Top of EXCERPTED DATA

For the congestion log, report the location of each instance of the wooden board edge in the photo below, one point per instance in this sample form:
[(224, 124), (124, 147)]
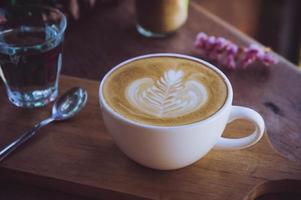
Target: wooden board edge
[(64, 186)]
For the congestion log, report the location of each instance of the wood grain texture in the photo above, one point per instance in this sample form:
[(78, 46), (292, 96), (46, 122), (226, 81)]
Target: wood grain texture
[(108, 37), (79, 156)]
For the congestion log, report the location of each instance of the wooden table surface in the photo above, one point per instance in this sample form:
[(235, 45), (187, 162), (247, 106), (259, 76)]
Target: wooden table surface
[(105, 38)]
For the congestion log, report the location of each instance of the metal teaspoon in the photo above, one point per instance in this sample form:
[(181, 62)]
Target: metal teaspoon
[(69, 104)]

Bottom of EXCERPTED DATA

## TASK BRIEF
Images are to be skipped, and each line above is to be returned exactly.

## RESULT FOR THIS EXERCISE
For the congestion log, report the location of each instance of the wooden board edge in the photo below, one point per instance in this sample form:
[(224, 124), (124, 147)]
Target: wooden board edge
[(64, 186)]
For the congestion log, report the location of each instance of the wood grain texture in the photo above, one point per instance in this sample form:
[(78, 46), (292, 96), (46, 122), (226, 81)]
Target: wood grain texture
[(108, 37), (79, 156)]
For the congestion log, report the location of each instance of the wooden table surface in the photo above, one point per instance in this sample form:
[(235, 45), (187, 162), (247, 106), (259, 76)]
Target: wooden table surface
[(105, 38)]
For the congestion log, report the location of each instance of the metal teaspoon in the photo above, one point per instance in this sample form:
[(181, 62)]
Target: metal teaspoon
[(69, 104)]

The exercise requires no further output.